CCTV cameras use an IP Code (or International Protection Rating), to specify the level of weatherproof protection that the camera case provides. Sometimes this code is also referred to as the Ingress Protection Rating. The IP code consists of the letters IP followed by two digits and an optional letter.
As defined in international standard IEC 60529, it classifies the degrees of protection provided against the intrusion of solid objects (including body parts like hands and fingers), dust, accidental contact, and water in electrical enclosures. The standard aims to provide users more detailed information than vague marketing terms such as waterproof.
The code is expressed as IPXX with “X” being numbers. The first number shows how protected it is against solid objects. This would include things like your hand bumping the box, your fingers touching the box, or you for whatever reason laying some cable atop of the box. At the highest levels – 5 and 6 – it is an indication of how protected the box would be from dust. Being dustproof is important, for tiny particles can easily weasel their way into boxes and begin making a mess of the inner-workings.

#### Dataset entries
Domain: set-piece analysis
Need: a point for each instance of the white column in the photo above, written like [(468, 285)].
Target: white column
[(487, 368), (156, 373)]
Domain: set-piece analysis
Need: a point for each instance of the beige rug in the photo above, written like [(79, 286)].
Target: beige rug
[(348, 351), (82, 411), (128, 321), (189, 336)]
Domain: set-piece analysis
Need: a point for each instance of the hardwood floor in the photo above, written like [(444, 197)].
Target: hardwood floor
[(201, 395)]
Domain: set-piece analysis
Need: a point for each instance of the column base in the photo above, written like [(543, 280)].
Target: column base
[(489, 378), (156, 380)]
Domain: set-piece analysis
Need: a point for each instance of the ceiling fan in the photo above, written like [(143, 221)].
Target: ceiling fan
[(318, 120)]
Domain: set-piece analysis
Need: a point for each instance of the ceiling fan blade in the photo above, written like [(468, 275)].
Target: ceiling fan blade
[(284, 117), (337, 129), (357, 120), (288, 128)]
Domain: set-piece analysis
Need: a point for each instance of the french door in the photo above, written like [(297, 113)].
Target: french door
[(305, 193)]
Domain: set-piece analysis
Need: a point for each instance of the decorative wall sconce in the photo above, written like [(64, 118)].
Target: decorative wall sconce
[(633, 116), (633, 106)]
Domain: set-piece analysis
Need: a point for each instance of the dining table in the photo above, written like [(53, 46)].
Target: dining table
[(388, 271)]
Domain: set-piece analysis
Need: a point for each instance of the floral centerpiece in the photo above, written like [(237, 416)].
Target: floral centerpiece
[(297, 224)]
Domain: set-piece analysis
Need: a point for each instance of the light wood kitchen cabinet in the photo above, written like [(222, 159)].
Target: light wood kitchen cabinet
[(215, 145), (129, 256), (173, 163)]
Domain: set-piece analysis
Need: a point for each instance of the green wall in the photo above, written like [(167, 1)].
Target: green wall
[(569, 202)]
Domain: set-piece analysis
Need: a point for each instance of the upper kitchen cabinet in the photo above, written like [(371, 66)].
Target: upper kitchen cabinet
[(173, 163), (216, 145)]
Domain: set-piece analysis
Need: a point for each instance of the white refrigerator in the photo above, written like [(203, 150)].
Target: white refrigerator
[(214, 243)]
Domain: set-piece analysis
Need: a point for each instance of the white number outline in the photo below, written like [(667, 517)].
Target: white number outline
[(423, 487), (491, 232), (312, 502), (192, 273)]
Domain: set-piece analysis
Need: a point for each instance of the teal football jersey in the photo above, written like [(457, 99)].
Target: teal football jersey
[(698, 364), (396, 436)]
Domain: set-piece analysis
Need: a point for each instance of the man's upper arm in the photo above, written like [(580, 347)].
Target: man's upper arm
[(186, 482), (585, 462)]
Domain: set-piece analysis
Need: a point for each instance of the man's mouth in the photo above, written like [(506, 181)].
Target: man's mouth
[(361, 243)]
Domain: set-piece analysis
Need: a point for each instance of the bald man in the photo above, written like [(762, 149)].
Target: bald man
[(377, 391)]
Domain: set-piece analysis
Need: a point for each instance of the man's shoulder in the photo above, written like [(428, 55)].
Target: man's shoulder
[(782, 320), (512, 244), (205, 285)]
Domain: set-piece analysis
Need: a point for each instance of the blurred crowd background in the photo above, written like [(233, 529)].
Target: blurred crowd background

#### Aim
Quote everything in the IP code text from "The code is" down to "of the inner-workings.". The items above stand apart from the IP code text.

#### Full answer
The code is expressed as IPXX with “X” being numbers. The first number shows how protected it is against solid objects. This would include things like your hand bumping the box, your fingers touching the box, or you for whatever reason laying some cable atop of the box. At the highest levels – 5 and 6 – it is an indication of how protected the box would be from dust. Being dustproof is important, for tiny particles can easily weasel their way into boxes and begin making a mess of the inner-workings.